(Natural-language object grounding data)

--- --- ---

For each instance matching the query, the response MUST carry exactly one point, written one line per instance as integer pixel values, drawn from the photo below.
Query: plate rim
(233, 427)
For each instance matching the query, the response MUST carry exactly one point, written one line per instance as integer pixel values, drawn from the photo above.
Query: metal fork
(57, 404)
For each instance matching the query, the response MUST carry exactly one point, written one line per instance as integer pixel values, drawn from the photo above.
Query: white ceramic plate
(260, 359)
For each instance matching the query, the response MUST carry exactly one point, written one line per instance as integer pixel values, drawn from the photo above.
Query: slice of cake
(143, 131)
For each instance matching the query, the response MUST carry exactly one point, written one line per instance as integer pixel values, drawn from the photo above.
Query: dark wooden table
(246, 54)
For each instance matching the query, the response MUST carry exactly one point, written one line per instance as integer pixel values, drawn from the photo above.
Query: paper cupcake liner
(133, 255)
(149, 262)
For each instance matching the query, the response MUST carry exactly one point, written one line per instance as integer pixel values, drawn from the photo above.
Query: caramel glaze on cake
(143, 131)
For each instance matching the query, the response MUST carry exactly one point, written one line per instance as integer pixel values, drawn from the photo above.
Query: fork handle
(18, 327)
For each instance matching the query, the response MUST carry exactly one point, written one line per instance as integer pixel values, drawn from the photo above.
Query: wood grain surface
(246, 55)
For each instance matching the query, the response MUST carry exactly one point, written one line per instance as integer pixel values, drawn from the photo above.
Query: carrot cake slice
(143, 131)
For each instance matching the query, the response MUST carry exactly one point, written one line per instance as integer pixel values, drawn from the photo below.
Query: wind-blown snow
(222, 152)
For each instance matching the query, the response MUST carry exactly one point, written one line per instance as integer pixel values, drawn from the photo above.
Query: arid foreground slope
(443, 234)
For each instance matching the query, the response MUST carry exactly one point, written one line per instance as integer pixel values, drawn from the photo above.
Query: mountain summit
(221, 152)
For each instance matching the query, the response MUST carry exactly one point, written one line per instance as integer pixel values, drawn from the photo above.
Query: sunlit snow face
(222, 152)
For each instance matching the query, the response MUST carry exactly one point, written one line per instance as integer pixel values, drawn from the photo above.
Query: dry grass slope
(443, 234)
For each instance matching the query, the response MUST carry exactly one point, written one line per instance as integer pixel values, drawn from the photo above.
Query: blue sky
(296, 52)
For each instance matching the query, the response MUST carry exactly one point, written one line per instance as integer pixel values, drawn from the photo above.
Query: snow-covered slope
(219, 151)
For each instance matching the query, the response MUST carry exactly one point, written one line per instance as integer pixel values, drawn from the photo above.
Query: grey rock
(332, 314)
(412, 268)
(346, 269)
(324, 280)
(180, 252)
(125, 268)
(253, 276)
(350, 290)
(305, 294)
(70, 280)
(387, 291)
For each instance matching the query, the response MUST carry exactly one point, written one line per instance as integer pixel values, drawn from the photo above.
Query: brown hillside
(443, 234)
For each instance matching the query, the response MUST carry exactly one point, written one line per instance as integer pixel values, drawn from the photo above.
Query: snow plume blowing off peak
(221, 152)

--- --- ---

▶ _What you should do_
The records above are to be transcribed exactly and completely.

▶ _Response_
For each instance matching the query, the response MUST carry exactly one point, written one line per instance as integer pixel values, drawn from the photo below.
Query: plate rim
(233, 427)
For each instance matching the query, the response MUST carry exactly one point, written one line per instance as integer pixel values, drawn from the photo above.
Query: metal fork
(57, 404)
For each instance matching the query, the response MUST carry exactly one point, written one line per instance as integer pixel values, drawn from the photo above.
Query: white ceramic plate
(260, 359)
For each instance matching the query, the response MUST carry exactly one point, written one line per instance as integer pixel values, drawn from the photo above.
Query: slice of cake
(143, 131)
For each instance matching the query, the response MUST carry exactly one point, written one line per instance as integer pixel values, drawn from the photo above.
Query: dark wooden table
(246, 54)
For each instance matching the query, the response MUST carry exactly one point, written one line per instance as integer pixel values, drawn from the photo above.
Query: paper cupcake liner
(133, 255)
(149, 262)
For each instance matching the query, the response MUST carry exactly one point, written one line per instance as integer pixel values, drawn from the photo above.
Query: caramel glaze on cake
(143, 131)
For each instance matching the query, the response MUST carry exactly one point, written one line per instance as integer pixel values, drawn from the photo above.
Query: fork handle
(18, 327)
For each instance matching the query, the response MUST carry exactly one point, written one line per instance as integer pixel values, drawn from the photo above.
Query: wood grain surface
(246, 55)
For each instance matching the query, the response MUST carry exactly one point, written one line per instance as integer pixel values, drawn from the photo above.
Query: carrot cake slice
(143, 131)
For each instance matching the query, the response MUST carry exactly one point, written one line per instance as integer pixel values, drawn from the photo below.
Query: wind-blown snow
(222, 152)
For each instance matching the query, the response MUST carry exactly one point, written one line per instance as integer pixel values, drawn from the photo above.
Query: arid foreground slope
(443, 234)
For each instance matching the query, the response MUST carry exactly one point, written one line per instance as integer pixel values, drawn from the photo above.
Query: mountain summit
(221, 152)
For each instance matching the query, the response MUST carry exactly one point, written one line per instance as integer pixel values, drawn from the photo above.
Query: sunlit snow face
(222, 152)
For each instance matching the query, the response MUST carry exactly one point, written one line per instance as integer pixel values, drawn from the photo above.
Query: dry grass slope
(443, 234)
For each instance matching the query, the response MUST carry exactly one point, written one line per instance as integer pixel values, drawn from the photo above.
Query: blue sky
(296, 52)
For each instance matching the query, the response MUST carry exactly one point, written one line per instance as integer pixel values, drawn from the photo above.
Query: snow-covered slope
(219, 151)
For each instance matching the query, the response MUST carry exactly one point, written one line per instance as integer pixel values, drawn from the photo above.
Query: grey rock
(332, 314)
(412, 268)
(346, 269)
(324, 280)
(180, 252)
(125, 268)
(253, 276)
(350, 290)
(305, 294)
(70, 280)
(387, 291)
For each instance matching the query, the response MUST carry exactly one point, written one line per instance as integer pixel values, drawn from the photo above.
Query: brown hillside
(443, 234)
For each instance matching the query, the response MUST carry exactly one point, written one line per instance as integer pixel values, drawn from the photo above.
Query: snow plume blowing off peak
(221, 152)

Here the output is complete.